YOUR GOAL
In the records below, find the line containing "Label each instance of the tall"; copy exactly that line and all lines after it to the end, and nothing else.

LISTED ENTRIES
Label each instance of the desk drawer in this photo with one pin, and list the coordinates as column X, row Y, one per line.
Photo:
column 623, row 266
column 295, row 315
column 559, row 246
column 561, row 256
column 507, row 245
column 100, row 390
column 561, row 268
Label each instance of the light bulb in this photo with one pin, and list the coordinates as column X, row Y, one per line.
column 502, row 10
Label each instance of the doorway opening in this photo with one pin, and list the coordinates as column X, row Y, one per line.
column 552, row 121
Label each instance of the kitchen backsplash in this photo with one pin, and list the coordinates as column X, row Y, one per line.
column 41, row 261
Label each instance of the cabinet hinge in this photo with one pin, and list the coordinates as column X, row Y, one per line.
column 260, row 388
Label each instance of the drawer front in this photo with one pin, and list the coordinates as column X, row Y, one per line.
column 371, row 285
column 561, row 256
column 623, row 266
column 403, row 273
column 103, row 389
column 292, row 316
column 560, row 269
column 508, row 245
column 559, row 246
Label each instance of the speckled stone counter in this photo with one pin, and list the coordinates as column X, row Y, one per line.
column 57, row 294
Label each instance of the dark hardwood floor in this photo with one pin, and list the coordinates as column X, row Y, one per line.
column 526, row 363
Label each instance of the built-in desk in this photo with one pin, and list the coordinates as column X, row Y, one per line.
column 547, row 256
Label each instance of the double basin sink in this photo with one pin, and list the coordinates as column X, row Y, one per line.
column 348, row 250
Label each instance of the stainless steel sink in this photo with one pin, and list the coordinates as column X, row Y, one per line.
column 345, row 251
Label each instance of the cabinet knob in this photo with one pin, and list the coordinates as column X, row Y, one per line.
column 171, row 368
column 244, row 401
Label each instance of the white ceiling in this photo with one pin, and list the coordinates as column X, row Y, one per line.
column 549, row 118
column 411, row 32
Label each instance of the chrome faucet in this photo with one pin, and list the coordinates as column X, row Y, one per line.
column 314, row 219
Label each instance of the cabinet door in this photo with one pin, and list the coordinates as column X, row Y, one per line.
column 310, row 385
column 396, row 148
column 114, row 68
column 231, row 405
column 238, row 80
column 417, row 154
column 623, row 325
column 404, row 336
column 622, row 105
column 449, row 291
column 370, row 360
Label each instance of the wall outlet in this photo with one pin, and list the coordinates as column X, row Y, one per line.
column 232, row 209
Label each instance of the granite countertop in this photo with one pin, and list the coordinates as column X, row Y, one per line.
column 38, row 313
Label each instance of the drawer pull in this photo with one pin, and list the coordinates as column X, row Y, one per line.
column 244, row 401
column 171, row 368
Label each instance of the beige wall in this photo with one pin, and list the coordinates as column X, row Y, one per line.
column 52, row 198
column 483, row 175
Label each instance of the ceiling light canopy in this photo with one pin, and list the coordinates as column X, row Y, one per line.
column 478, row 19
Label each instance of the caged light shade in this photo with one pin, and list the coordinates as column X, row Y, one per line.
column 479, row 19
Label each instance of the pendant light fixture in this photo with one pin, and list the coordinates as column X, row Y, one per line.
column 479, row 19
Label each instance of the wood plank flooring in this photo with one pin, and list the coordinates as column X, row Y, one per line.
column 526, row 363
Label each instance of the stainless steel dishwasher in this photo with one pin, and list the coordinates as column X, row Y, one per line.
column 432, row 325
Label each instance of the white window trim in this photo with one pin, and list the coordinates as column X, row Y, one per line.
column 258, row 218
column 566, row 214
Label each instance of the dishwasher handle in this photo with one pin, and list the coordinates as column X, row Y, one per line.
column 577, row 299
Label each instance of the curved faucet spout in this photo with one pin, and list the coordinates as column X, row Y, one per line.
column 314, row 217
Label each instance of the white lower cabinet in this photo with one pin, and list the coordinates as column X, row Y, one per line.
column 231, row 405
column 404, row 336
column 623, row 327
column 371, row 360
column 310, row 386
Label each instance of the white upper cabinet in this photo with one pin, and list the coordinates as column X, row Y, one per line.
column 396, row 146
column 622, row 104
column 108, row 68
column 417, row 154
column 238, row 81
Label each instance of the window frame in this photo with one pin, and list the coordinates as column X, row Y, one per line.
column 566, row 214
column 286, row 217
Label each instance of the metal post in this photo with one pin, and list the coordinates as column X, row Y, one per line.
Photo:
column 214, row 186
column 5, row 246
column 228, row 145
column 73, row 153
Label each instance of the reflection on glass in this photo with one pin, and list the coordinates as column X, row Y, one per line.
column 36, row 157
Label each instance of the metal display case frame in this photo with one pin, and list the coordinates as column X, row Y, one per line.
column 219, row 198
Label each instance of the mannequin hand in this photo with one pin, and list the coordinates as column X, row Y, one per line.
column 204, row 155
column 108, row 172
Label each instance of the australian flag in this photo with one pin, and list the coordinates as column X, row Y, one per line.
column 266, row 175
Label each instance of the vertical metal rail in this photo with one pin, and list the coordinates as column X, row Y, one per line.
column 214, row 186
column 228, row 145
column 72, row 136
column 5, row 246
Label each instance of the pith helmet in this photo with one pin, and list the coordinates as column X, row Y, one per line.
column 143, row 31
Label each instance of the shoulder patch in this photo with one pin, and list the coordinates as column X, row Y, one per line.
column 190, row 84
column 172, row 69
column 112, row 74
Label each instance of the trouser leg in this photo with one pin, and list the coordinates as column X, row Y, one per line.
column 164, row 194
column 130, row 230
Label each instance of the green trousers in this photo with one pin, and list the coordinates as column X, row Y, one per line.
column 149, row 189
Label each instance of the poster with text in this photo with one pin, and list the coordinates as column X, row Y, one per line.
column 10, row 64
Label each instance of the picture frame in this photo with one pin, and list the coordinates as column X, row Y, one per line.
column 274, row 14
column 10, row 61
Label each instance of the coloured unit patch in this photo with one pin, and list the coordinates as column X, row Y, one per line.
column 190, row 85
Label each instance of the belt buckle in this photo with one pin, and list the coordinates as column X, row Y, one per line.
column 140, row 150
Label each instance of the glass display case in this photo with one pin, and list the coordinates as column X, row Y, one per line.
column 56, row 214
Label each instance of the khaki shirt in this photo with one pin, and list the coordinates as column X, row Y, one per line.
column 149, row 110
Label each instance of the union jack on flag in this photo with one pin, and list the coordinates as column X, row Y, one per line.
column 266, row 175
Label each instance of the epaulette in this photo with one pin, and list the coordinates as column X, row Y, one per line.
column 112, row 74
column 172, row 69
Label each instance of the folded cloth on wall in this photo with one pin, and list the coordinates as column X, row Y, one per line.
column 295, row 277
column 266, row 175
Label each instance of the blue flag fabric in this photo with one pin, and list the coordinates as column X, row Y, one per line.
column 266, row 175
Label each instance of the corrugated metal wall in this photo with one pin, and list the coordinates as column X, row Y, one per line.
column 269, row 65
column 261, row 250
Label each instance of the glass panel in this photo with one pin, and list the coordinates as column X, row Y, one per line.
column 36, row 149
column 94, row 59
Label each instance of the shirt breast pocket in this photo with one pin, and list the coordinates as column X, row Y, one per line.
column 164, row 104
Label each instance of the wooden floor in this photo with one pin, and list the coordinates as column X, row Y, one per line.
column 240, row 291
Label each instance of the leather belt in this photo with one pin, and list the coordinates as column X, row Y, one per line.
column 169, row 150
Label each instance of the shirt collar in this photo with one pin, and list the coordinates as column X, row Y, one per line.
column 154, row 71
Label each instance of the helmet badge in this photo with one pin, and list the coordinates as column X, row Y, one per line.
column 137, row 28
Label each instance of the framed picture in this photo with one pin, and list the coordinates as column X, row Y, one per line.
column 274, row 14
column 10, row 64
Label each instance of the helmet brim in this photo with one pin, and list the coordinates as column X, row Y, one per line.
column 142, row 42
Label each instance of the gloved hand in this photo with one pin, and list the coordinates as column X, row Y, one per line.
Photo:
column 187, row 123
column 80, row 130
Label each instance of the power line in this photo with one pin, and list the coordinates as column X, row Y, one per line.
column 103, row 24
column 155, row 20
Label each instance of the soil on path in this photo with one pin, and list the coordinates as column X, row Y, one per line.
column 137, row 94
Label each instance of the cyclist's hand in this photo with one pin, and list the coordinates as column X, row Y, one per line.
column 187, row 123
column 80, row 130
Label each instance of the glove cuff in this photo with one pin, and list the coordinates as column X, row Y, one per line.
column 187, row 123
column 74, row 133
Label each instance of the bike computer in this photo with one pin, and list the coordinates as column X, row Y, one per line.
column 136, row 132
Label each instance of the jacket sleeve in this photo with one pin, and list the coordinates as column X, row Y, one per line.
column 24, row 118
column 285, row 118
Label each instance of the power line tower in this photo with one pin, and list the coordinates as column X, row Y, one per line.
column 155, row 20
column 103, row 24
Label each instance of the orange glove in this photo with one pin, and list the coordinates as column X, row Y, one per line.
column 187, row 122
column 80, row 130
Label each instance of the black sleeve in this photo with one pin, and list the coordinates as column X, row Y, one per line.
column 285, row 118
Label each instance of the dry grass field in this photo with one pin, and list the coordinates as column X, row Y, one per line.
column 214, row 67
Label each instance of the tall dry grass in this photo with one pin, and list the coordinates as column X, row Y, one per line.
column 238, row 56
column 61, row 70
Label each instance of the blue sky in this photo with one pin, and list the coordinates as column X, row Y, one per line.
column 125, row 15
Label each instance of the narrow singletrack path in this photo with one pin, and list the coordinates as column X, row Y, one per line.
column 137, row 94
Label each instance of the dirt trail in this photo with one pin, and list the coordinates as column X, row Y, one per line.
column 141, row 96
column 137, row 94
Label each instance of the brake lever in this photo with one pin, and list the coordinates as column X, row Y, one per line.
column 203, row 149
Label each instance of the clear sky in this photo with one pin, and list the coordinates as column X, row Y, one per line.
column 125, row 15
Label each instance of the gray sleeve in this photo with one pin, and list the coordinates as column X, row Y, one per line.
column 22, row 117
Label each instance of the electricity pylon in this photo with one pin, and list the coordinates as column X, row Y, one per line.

OUTPUT FOR THIS TASK
Label each instance of the tall dry grass in this photo with one pin, and list the coordinates as column X, row Y, one per line.
column 238, row 56
column 61, row 70
Label each instance of the blue sky in this photo with one pin, and list the coordinates as column X, row Y, one per line.
column 125, row 15
Label each instance of the narrow singletrack path in this photo with one pin, and list the coordinates as column X, row Y, one per line.
column 137, row 94
Label each instance of the dirt trail in this photo with one pin, and list the coordinates as column X, row Y, one per line.
column 141, row 96
column 137, row 94
Label each instance of the brake lever in this photo with one pin, and list the coordinates as column X, row Y, one per line.
column 203, row 149
Label each instance of the clear sky in this photo with one pin, and list the coordinates as column X, row Y, one per line.
column 125, row 15
Label each instance of the gray sleeve in this photo with one pin, and list the coordinates as column X, row Y, one per line.
column 22, row 117
Label each instance of the electricity pylon in this photo with one pin, and list the coordinates as column X, row Y, one per line.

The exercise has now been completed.